*** Opening Listed records ***

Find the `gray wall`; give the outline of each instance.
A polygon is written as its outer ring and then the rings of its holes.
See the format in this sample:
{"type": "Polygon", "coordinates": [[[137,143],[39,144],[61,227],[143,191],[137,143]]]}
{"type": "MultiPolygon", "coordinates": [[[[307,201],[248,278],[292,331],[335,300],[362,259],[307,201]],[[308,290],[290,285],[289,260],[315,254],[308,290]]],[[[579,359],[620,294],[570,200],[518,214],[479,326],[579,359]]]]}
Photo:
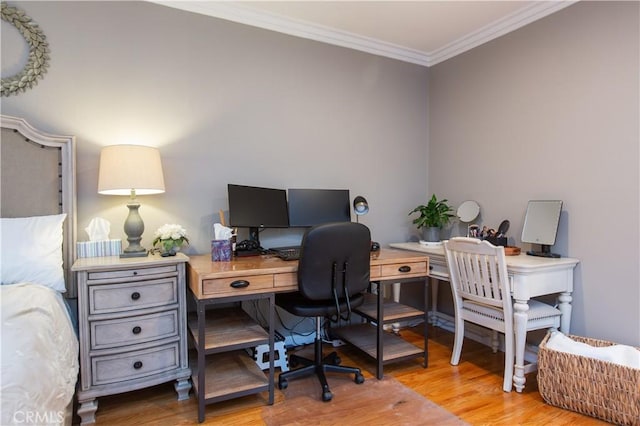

*** Closing Listed records ***

Go through the material line by line. Show each line that contains the string "type".

{"type": "Polygon", "coordinates": [[[137,143],[39,144],[61,227],[143,191],[137,143]]]}
{"type": "MultiPolygon", "coordinates": [[[[307,201],[248,278],[292,331],[335,300],[362,259],[307,201]],[[308,290],[290,285],[289,260],[315,254],[308,290]]],[[[579,359],[620,294],[570,200],[518,214],[479,326],[579,359]]]]}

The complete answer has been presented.